--- Begin ---

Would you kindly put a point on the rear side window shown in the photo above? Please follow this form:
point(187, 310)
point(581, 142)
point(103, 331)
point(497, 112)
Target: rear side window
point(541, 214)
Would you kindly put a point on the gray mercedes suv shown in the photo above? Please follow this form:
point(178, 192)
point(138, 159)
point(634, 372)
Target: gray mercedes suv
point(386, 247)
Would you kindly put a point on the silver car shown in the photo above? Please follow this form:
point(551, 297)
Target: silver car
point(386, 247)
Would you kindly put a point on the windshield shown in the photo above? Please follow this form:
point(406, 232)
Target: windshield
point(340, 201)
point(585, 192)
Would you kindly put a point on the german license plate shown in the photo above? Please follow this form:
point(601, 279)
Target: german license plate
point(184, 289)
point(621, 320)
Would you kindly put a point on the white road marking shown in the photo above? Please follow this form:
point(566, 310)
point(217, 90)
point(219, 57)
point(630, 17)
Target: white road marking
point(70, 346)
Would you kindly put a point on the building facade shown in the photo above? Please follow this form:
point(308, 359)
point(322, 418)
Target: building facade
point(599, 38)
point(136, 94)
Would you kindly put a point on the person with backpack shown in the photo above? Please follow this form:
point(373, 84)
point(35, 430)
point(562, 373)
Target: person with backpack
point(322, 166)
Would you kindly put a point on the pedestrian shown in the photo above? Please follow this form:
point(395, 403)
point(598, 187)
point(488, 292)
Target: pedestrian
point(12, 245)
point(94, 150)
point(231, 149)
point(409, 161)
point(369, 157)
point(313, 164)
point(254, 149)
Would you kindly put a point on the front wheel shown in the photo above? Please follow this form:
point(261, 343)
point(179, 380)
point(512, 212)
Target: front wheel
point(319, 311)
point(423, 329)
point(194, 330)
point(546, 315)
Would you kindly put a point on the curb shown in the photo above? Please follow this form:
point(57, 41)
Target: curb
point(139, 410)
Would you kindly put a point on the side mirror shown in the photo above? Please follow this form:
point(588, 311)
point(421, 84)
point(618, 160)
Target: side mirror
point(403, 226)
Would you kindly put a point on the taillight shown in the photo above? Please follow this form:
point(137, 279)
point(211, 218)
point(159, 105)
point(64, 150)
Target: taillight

--- End ---

## Problem statement
Copy every one of the records above word for word, keeping each line as it appears.

## Answer to the task
Would you kindly put a point on the rear side window shown in the photo above? Please follow this form:
point(187, 310)
point(581, 142)
point(103, 331)
point(497, 112)
Target: rear side window
point(541, 214)
Would you kindly put a point on the gray mercedes suv shown in the photo above? Please follow this form:
point(178, 192)
point(138, 159)
point(634, 372)
Target: gray mercedes suv
point(386, 247)
Would you kindly put a point on the silver car shown in the photo above? Please follow this form:
point(551, 297)
Target: silver car
point(386, 247)
Would you kindly put a point on the windshield shown in the photo above? Please follow this form:
point(406, 232)
Target: windshield
point(340, 201)
point(585, 192)
Would you kindly put a point on the german license plate shown in the photo above? Please follow this form:
point(601, 279)
Target: german license plate
point(184, 289)
point(621, 320)
Would you kindly put a point on the white road marking shown in the photo above? Please follow this form:
point(566, 310)
point(217, 90)
point(219, 57)
point(630, 17)
Target: white road marking
point(70, 346)
Would you kindly put a point on the building facade shown in the photo above? Please follow this form:
point(308, 359)
point(322, 418)
Target: building facade
point(599, 38)
point(136, 94)
Would you kindly put a point on the person with backpack shown in the photo above? Please follow this form:
point(373, 84)
point(35, 430)
point(562, 373)
Target: person with backpack
point(322, 166)
Would you kindly put a point on the pedestrian shown in the photo above? Please follow this form:
point(395, 403)
point(598, 187)
point(488, 292)
Target: pedestrian
point(12, 245)
point(94, 150)
point(231, 149)
point(409, 161)
point(369, 157)
point(313, 164)
point(254, 149)
Would you kindly put a point on the front wheel shown in the photo above? Please follow this form:
point(261, 343)
point(179, 380)
point(512, 212)
Target: front wheel
point(319, 311)
point(423, 329)
point(194, 330)
point(546, 315)
Would you kindly put a point on the curb shown in the photo above? Please follow this form:
point(57, 41)
Target: curb
point(139, 410)
Would you kindly put a point on the side mirror shown in the photo above? Please follow this form:
point(588, 311)
point(421, 84)
point(618, 160)
Target: side mirror
point(403, 226)
Would you kindly put a point on the taillight shown in the photo above? Please follow this form:
point(137, 279)
point(211, 218)
point(159, 105)
point(64, 150)
Target: taillight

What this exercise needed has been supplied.